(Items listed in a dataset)
## BEGIN
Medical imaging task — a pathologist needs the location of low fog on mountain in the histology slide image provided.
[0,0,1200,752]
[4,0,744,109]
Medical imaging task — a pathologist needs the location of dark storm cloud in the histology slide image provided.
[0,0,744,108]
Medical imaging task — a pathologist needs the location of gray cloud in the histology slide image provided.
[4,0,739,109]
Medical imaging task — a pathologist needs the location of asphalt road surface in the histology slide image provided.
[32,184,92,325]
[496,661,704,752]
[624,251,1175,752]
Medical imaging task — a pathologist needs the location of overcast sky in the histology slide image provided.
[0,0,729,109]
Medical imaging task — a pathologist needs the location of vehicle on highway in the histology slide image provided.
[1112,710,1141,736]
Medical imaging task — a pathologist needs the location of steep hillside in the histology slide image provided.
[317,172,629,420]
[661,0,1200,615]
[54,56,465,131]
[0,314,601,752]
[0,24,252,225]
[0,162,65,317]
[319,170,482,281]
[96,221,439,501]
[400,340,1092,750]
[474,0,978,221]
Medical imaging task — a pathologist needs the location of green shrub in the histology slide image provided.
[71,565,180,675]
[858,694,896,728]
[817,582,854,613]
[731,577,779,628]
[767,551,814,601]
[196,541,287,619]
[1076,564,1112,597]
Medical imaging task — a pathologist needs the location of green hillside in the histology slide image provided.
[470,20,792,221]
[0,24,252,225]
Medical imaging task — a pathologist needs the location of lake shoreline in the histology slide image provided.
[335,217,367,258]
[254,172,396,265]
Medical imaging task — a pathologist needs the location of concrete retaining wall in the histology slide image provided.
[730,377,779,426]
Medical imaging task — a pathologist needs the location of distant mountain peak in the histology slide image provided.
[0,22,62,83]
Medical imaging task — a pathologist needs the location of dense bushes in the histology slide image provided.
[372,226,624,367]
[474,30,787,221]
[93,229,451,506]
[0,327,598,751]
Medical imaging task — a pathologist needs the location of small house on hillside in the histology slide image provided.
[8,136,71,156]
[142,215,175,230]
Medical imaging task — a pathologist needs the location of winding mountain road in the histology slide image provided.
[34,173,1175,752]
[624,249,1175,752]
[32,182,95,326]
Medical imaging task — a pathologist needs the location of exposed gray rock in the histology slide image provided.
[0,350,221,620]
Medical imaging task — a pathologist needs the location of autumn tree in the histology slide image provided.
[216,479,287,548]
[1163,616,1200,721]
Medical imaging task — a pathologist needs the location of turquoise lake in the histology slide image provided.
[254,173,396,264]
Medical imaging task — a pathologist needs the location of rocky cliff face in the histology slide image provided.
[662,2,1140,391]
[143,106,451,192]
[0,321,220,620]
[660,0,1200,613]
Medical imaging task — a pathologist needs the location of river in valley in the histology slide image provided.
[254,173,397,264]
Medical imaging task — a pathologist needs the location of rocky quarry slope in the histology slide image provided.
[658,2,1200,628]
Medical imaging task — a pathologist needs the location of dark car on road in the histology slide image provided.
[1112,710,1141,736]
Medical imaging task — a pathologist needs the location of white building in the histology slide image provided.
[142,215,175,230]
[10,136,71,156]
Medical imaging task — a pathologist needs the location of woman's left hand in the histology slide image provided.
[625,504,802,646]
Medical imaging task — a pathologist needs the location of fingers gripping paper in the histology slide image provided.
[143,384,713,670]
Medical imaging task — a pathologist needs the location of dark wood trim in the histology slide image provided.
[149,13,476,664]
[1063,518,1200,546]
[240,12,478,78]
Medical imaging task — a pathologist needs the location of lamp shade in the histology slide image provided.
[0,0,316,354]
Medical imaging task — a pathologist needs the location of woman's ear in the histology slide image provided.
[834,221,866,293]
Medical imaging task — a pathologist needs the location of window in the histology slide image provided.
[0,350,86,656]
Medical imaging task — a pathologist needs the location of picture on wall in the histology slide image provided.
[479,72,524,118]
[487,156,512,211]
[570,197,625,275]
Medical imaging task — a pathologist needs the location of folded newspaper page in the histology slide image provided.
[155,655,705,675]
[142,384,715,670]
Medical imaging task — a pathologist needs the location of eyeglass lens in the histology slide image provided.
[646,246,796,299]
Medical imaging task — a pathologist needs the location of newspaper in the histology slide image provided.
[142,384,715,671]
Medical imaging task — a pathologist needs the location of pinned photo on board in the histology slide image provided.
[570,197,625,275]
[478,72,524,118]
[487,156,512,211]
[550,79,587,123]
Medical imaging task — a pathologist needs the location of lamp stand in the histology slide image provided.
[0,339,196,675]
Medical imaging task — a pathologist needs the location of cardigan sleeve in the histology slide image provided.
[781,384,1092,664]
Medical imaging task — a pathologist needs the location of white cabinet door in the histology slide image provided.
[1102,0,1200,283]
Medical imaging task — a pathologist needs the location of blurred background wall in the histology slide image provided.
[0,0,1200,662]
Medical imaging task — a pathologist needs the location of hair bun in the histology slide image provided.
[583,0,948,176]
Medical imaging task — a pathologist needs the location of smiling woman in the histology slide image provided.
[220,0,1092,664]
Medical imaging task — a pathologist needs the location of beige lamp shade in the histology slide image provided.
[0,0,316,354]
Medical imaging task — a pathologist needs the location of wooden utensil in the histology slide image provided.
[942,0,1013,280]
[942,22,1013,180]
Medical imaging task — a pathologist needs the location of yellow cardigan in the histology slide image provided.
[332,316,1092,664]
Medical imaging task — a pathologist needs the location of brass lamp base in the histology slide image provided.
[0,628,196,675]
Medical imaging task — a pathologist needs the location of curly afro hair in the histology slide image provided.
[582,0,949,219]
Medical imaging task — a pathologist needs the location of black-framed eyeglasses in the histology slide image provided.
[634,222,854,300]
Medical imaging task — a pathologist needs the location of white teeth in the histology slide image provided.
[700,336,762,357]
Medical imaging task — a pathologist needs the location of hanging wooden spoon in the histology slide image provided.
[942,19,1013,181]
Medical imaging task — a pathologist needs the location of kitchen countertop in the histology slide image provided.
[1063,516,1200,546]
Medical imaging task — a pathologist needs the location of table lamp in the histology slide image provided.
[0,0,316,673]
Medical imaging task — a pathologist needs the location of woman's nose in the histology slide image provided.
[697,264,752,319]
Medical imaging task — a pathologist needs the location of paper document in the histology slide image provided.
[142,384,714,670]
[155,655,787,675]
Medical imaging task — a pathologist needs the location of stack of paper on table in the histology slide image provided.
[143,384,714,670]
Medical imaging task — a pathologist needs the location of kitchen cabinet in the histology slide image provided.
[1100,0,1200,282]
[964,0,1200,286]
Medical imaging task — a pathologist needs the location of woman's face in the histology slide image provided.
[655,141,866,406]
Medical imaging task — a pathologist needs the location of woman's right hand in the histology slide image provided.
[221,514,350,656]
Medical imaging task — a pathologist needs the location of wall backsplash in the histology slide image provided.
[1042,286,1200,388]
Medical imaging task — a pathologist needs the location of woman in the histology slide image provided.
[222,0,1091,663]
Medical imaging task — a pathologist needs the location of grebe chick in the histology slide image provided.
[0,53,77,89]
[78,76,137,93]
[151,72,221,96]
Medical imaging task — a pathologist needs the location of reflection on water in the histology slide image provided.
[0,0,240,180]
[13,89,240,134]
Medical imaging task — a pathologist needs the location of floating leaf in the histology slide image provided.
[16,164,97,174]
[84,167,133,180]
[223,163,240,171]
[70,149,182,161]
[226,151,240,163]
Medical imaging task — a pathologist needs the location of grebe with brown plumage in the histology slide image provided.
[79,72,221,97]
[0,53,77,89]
## END
_TASK TO CARRY OUT_
Reproduce the items, starting with the line that contains "storm cloud in the histology slide image provided." and going on through the line that contains "[1076,564,1112,597]", with the requests kept unchanged. Multiply every bounding-box coordinate in the answers by 2.35 and round each result to a whole number, rounding halves up.

_PROBLEM SOLUTION_
Medical imaging task — a pathologist needs the location of dark storm cloud in the histology slide image provided.
[0,0,1748,254]
Medical imaging task — a pathologist needs the location of gray cloud in the histology slide image provided.
[9,0,1737,256]
Medical imaging task — a pathologist needs the location of asphalt road surface in the histology slide image provided.
[75,432,216,764]
[1166,1553,1654,1767]
[1466,590,2761,1767]
Medical imaging task — a pathologist needs the location of overcast sky in the histology slide image provided.
[0,0,1713,256]
Medical imaging task — a pathologist needs the location of vehicle on highway in the histology slide image provided.
[2613,1669,2681,1730]
Medical imaging task — a pathologist needs the location of steep hillside in the histology slide image provided.
[745,404,1478,987]
[1553,0,2820,1445]
[127,132,1093,308]
[0,738,1412,1767]
[0,56,592,529]
[0,381,153,745]
[750,400,1133,660]
[226,519,1032,1177]
[940,799,2566,1763]
[1114,0,2298,519]
Medical imaging task — a pathologist needs the location of green shrub in the histology slide image provided.
[167,1328,423,1586]
[2016,1631,2106,1711]
[1920,1368,2007,1441]
[1718,1356,1831,1476]
[1802,1295,1913,1412]
[461,1271,674,1455]
[2529,1325,2613,1403]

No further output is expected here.